Task:
For this exercise, please reproduce the records below word for word, from the first line through the line with "of the blue".
** Opening Supplied data block **
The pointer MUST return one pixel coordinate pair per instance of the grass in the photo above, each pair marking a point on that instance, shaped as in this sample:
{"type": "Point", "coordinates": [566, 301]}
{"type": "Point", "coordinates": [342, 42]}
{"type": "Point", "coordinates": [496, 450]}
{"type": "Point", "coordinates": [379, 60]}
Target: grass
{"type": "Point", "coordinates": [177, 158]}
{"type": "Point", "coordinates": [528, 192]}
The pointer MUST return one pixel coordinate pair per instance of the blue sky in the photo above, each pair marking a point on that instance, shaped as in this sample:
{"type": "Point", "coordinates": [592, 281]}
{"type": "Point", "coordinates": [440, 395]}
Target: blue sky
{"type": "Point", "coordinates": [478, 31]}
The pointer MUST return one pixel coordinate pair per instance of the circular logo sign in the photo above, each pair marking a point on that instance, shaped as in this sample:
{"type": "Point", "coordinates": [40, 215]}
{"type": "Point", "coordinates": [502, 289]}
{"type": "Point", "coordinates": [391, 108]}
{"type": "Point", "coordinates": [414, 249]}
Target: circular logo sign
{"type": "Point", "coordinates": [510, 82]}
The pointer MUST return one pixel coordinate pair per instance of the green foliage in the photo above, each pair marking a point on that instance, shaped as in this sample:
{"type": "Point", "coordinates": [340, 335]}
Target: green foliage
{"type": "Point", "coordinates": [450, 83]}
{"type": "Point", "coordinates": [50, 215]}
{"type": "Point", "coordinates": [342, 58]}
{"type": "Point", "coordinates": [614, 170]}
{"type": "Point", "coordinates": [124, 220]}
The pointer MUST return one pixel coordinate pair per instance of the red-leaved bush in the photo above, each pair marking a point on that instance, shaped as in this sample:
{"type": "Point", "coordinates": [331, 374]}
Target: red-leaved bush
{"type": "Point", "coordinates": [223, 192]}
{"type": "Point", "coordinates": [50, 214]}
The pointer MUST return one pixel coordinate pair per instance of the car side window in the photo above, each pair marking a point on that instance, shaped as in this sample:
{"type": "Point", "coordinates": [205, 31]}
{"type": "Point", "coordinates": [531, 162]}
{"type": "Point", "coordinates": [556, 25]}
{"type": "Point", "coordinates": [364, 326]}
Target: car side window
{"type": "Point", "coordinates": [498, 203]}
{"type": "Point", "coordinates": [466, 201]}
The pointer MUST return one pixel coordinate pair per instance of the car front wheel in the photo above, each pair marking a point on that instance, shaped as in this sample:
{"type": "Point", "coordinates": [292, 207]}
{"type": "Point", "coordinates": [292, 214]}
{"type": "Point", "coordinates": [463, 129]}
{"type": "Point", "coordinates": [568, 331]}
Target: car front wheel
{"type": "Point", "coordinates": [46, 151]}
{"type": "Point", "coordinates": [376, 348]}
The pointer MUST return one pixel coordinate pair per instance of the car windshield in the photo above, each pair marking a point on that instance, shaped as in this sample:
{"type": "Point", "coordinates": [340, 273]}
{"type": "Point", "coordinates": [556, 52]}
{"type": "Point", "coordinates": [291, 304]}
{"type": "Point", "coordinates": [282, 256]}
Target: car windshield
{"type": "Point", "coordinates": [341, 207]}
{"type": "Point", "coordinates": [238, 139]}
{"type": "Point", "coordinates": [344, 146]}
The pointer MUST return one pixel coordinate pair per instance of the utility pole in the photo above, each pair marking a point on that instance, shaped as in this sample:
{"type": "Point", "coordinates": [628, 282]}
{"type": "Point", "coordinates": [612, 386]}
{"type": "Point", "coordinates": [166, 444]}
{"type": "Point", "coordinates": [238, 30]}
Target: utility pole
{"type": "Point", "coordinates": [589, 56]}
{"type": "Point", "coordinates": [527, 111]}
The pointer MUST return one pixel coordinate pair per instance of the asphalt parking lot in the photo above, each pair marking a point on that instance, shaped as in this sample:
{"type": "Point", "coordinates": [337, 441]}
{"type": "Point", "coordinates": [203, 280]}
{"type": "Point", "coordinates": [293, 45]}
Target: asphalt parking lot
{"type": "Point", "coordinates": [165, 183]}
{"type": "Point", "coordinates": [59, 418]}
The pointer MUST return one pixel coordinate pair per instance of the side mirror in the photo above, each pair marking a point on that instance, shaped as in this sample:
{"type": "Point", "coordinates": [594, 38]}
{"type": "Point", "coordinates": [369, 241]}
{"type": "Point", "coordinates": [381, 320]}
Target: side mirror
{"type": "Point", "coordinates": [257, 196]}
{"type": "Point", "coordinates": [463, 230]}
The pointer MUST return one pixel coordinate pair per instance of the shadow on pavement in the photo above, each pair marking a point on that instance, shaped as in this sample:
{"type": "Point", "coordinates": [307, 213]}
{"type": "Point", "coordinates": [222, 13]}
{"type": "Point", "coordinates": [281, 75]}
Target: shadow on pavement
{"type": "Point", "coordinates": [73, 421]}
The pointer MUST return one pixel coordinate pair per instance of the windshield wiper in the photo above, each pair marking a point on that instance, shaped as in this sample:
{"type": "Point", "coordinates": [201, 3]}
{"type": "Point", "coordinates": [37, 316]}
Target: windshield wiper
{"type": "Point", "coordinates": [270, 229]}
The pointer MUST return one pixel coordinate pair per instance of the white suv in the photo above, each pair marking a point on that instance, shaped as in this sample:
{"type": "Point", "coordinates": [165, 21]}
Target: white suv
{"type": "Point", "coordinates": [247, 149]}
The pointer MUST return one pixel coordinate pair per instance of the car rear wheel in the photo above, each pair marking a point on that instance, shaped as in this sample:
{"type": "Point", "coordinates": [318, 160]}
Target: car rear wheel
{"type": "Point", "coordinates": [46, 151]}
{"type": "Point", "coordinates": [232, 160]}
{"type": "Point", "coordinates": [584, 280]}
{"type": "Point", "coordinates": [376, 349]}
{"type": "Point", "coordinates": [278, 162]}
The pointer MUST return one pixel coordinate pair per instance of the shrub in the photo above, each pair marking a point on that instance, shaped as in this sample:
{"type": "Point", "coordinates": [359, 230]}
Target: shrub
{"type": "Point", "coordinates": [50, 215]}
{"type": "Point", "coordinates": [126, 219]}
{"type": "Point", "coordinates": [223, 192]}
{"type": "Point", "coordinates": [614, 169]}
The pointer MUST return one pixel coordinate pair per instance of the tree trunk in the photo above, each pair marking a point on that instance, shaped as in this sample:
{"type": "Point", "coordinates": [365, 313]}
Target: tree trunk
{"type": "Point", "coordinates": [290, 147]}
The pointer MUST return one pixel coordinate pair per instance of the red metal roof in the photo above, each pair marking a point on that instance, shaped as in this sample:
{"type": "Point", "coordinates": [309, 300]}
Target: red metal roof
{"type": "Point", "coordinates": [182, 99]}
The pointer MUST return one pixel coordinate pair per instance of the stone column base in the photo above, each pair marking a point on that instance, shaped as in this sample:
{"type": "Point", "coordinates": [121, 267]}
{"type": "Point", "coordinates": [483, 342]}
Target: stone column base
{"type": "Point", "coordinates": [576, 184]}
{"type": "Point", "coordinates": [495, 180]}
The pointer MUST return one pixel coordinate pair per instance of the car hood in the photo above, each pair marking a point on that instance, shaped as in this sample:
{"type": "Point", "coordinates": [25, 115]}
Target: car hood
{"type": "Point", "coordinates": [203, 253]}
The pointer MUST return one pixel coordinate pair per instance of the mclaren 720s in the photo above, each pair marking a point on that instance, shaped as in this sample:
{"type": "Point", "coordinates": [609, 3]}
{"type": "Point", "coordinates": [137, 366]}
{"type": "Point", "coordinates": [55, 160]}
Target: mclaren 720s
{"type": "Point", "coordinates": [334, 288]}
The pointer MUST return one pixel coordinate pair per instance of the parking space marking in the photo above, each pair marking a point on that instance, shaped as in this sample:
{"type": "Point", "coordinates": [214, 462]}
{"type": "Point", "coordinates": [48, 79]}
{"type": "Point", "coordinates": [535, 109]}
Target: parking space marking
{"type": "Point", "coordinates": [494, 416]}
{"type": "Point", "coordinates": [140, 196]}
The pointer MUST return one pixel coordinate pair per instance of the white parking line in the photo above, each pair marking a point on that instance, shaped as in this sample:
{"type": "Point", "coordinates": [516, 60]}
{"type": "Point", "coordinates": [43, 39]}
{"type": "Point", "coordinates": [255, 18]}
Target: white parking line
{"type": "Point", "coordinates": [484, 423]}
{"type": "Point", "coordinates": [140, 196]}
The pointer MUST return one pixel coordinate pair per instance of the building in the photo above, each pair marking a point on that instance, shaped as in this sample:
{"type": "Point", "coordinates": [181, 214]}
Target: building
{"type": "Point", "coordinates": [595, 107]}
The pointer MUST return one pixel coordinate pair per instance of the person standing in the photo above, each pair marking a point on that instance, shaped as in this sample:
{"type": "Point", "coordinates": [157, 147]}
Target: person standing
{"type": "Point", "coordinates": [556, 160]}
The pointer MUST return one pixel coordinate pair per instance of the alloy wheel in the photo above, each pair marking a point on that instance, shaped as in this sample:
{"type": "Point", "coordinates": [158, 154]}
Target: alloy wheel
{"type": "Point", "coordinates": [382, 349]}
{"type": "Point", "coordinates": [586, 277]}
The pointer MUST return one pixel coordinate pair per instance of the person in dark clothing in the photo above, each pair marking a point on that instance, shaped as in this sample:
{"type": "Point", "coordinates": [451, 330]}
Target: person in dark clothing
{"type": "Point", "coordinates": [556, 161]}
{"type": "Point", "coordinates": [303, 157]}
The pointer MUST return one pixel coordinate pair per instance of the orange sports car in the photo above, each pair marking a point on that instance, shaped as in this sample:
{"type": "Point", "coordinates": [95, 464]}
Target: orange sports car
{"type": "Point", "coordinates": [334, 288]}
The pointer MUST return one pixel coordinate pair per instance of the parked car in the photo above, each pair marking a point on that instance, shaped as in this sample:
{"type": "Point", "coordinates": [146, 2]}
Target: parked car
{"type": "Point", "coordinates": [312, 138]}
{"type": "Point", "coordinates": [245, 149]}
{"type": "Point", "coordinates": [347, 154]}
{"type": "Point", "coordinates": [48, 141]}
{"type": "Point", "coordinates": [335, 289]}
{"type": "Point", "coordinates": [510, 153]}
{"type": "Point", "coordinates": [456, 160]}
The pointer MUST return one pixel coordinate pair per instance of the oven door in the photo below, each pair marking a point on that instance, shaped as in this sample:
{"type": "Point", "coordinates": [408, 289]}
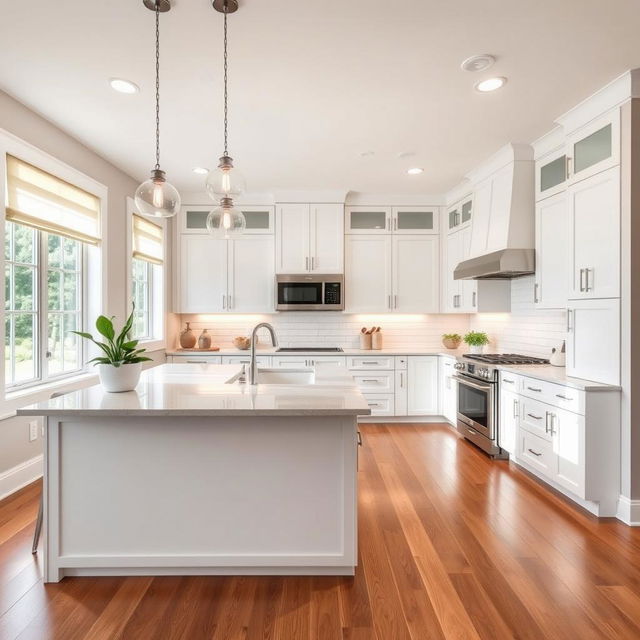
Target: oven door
{"type": "Point", "coordinates": [477, 405]}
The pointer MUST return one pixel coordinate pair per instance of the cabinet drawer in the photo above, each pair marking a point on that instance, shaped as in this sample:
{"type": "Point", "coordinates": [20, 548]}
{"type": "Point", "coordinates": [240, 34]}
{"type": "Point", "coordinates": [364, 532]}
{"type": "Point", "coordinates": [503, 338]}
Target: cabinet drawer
{"type": "Point", "coordinates": [371, 362]}
{"type": "Point", "coordinates": [510, 382]}
{"type": "Point", "coordinates": [380, 404]}
{"type": "Point", "coordinates": [555, 394]}
{"type": "Point", "coordinates": [261, 361]}
{"type": "Point", "coordinates": [535, 418]}
{"type": "Point", "coordinates": [375, 381]}
{"type": "Point", "coordinates": [196, 359]}
{"type": "Point", "coordinates": [535, 452]}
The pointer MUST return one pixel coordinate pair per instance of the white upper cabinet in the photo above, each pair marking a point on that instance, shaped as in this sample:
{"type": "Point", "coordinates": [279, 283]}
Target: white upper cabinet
{"type": "Point", "coordinates": [203, 274]}
{"type": "Point", "coordinates": [415, 220]}
{"type": "Point", "coordinates": [367, 220]}
{"type": "Point", "coordinates": [594, 147]}
{"type": "Point", "coordinates": [416, 274]}
{"type": "Point", "coordinates": [551, 174]}
{"type": "Point", "coordinates": [293, 225]}
{"type": "Point", "coordinates": [552, 255]}
{"type": "Point", "coordinates": [309, 238]}
{"type": "Point", "coordinates": [594, 236]}
{"type": "Point", "coordinates": [593, 340]}
{"type": "Point", "coordinates": [250, 275]}
{"type": "Point", "coordinates": [327, 238]}
{"type": "Point", "coordinates": [368, 284]}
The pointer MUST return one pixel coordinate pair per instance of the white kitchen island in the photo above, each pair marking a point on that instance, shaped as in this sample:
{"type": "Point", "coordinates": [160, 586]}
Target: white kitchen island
{"type": "Point", "coordinates": [190, 474]}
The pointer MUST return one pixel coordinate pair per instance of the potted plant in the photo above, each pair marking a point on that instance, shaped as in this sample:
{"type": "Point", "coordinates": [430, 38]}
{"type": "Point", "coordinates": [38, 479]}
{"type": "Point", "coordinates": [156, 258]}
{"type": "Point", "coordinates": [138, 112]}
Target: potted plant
{"type": "Point", "coordinates": [120, 366]}
{"type": "Point", "coordinates": [451, 340]}
{"type": "Point", "coordinates": [476, 341]}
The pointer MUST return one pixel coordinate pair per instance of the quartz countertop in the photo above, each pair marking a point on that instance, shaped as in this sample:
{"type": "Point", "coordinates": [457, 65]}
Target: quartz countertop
{"type": "Point", "coordinates": [202, 390]}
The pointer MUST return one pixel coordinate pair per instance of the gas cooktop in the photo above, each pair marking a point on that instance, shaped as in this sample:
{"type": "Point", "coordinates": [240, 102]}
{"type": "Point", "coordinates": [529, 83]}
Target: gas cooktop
{"type": "Point", "coordinates": [309, 350]}
{"type": "Point", "coordinates": [504, 358]}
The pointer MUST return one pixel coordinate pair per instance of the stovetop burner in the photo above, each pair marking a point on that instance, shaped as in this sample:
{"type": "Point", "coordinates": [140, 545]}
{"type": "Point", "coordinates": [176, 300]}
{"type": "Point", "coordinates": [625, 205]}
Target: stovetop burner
{"type": "Point", "coordinates": [505, 358]}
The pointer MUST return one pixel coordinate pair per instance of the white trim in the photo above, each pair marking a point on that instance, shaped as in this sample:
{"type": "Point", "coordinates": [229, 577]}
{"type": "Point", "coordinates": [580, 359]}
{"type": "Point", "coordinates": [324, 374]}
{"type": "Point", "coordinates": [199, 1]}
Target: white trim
{"type": "Point", "coordinates": [20, 476]}
{"type": "Point", "coordinates": [614, 94]}
{"type": "Point", "coordinates": [629, 511]}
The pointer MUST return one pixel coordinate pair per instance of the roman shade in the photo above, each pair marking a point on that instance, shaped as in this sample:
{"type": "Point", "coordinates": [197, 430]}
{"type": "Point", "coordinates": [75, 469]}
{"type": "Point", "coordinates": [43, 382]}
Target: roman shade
{"type": "Point", "coordinates": [43, 201]}
{"type": "Point", "coordinates": [147, 240]}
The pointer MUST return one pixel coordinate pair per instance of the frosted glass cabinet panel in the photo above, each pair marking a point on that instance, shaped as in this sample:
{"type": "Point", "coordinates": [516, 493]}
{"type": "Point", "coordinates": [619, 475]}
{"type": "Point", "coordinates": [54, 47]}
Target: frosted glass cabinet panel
{"type": "Point", "coordinates": [363, 219]}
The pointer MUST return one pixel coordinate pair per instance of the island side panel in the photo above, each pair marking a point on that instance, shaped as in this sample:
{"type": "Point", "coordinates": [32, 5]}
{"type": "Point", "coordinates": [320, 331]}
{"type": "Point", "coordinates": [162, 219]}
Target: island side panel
{"type": "Point", "coordinates": [218, 495]}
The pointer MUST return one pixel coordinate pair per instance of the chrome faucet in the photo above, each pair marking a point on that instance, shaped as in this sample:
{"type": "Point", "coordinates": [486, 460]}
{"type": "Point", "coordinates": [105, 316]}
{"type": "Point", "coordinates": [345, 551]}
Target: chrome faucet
{"type": "Point", "coordinates": [252, 362]}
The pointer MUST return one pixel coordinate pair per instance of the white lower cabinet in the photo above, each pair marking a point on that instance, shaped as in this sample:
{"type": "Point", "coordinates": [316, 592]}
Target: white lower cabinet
{"type": "Point", "coordinates": [593, 340]}
{"type": "Point", "coordinates": [508, 423]}
{"type": "Point", "coordinates": [422, 392]}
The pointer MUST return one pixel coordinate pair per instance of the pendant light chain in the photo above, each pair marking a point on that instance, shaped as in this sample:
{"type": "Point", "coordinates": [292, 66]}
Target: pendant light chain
{"type": "Point", "coordinates": [226, 67]}
{"type": "Point", "coordinates": [158, 84]}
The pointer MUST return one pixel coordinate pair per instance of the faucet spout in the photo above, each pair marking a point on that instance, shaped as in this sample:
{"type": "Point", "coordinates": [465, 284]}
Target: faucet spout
{"type": "Point", "coordinates": [252, 362]}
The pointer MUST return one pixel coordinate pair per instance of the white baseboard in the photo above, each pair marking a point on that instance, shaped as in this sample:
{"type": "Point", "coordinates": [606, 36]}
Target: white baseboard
{"type": "Point", "coordinates": [20, 476]}
{"type": "Point", "coordinates": [629, 511]}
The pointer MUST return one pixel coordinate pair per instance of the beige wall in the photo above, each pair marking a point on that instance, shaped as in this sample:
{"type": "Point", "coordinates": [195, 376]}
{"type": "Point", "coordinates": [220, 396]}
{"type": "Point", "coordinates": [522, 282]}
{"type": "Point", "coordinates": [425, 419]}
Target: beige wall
{"type": "Point", "coordinates": [17, 119]}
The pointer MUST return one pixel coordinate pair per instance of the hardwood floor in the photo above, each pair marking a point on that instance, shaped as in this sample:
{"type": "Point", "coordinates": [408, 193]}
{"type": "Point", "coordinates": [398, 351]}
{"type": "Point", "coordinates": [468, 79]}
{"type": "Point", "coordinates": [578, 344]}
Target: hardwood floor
{"type": "Point", "coordinates": [452, 545]}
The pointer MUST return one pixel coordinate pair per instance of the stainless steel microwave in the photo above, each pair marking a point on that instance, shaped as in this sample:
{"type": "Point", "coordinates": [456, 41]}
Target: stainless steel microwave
{"type": "Point", "coordinates": [308, 292]}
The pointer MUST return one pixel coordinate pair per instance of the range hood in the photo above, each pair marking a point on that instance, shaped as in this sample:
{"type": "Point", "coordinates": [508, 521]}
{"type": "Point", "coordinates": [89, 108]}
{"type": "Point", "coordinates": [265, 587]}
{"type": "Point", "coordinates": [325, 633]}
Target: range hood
{"type": "Point", "coordinates": [504, 264]}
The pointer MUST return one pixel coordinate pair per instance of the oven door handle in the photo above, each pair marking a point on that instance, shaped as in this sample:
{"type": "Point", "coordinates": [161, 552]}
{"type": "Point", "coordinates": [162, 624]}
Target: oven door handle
{"type": "Point", "coordinates": [480, 387]}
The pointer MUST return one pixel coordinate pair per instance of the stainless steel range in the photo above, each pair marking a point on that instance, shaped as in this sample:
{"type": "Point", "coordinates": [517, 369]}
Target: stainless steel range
{"type": "Point", "coordinates": [478, 397]}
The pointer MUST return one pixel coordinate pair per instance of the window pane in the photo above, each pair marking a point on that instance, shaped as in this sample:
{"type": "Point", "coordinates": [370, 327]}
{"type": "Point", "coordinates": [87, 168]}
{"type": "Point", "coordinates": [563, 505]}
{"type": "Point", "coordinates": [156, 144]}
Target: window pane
{"type": "Point", "coordinates": [71, 252]}
{"type": "Point", "coordinates": [70, 292]}
{"type": "Point", "coordinates": [54, 285]}
{"type": "Point", "coordinates": [8, 363]}
{"type": "Point", "coordinates": [54, 343]}
{"type": "Point", "coordinates": [24, 244]}
{"type": "Point", "coordinates": [25, 347]}
{"type": "Point", "coordinates": [71, 354]}
{"type": "Point", "coordinates": [55, 249]}
{"type": "Point", "coordinates": [24, 287]}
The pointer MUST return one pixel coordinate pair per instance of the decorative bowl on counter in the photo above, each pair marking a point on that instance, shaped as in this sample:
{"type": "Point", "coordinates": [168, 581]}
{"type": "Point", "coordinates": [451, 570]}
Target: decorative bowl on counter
{"type": "Point", "coordinates": [242, 342]}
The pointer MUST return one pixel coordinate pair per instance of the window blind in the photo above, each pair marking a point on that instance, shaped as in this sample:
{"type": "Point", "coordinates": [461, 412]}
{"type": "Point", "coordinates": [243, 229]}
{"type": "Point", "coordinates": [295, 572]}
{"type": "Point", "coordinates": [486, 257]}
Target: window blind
{"type": "Point", "coordinates": [147, 240]}
{"type": "Point", "coordinates": [38, 199]}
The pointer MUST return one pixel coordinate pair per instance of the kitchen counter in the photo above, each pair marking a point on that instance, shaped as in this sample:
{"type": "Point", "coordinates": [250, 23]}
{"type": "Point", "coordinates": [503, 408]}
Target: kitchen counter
{"type": "Point", "coordinates": [189, 475]}
{"type": "Point", "coordinates": [202, 390]}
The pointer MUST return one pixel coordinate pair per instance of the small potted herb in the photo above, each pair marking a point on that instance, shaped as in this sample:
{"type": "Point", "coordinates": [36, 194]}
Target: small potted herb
{"type": "Point", "coordinates": [476, 341]}
{"type": "Point", "coordinates": [120, 366]}
{"type": "Point", "coordinates": [451, 340]}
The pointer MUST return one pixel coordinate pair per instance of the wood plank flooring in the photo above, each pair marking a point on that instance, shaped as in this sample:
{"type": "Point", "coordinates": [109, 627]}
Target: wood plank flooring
{"type": "Point", "coordinates": [452, 545]}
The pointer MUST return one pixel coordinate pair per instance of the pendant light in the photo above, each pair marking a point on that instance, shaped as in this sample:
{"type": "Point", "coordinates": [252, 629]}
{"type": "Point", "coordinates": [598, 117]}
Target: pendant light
{"type": "Point", "coordinates": [156, 197]}
{"type": "Point", "coordinates": [225, 183]}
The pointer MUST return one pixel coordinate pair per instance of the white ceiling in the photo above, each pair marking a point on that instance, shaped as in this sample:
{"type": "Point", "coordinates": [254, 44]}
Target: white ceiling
{"type": "Point", "coordinates": [314, 83]}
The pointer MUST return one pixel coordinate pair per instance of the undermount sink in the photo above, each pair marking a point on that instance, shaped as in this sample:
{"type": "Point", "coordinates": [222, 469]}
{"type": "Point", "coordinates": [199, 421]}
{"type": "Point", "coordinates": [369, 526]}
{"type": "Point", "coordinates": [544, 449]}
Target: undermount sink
{"type": "Point", "coordinates": [286, 376]}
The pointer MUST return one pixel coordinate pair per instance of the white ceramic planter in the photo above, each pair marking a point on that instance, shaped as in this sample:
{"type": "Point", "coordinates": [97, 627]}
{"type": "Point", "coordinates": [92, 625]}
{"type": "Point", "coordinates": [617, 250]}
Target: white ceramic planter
{"type": "Point", "coordinates": [118, 379]}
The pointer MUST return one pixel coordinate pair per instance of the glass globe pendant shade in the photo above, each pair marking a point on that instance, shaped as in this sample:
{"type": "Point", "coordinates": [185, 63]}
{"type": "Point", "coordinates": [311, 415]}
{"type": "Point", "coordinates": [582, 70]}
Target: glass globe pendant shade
{"type": "Point", "coordinates": [226, 221]}
{"type": "Point", "coordinates": [225, 181]}
{"type": "Point", "coordinates": [156, 197]}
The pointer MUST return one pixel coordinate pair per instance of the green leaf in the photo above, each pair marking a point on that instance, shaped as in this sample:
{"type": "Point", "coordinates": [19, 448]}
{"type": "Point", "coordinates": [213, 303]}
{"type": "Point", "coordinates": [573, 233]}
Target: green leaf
{"type": "Point", "coordinates": [105, 326]}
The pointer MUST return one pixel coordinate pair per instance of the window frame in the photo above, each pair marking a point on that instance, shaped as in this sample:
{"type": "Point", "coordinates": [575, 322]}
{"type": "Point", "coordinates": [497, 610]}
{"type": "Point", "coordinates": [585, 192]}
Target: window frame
{"type": "Point", "coordinates": [159, 277]}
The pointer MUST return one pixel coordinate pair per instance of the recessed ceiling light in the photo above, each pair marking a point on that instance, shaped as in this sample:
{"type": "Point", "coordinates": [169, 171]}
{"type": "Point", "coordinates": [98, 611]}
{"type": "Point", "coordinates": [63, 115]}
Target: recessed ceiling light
{"type": "Point", "coordinates": [490, 84]}
{"type": "Point", "coordinates": [478, 63]}
{"type": "Point", "coordinates": [123, 86]}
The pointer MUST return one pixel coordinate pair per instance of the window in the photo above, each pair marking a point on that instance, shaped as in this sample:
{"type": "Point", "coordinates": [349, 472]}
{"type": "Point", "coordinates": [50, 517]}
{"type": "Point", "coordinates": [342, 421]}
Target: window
{"type": "Point", "coordinates": [147, 277]}
{"type": "Point", "coordinates": [50, 225]}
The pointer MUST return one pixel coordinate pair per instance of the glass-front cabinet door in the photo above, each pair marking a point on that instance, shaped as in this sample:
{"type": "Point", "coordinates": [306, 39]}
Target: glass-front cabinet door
{"type": "Point", "coordinates": [413, 220]}
{"type": "Point", "coordinates": [594, 147]}
{"type": "Point", "coordinates": [363, 219]}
** Closing Supplied data block **
Solution to this problem:
The pointer MUST return one pixel coordinate pair per instance of the grass in the photo above, each pair marking a point on that instance, shaped as in this sample:
{"type": "Point", "coordinates": [566, 301]}
{"type": "Point", "coordinates": [342, 42]}
{"type": "Point", "coordinates": [496, 450]}
{"type": "Point", "coordinates": [379, 60]}
Target: grass
{"type": "Point", "coordinates": [177, 158]}
{"type": "Point", "coordinates": [528, 192]}
The pointer MUST return one pixel coordinate pair per instance of the blue sky in the photo above, each pair marking a point on that instance, shaped as in this sample:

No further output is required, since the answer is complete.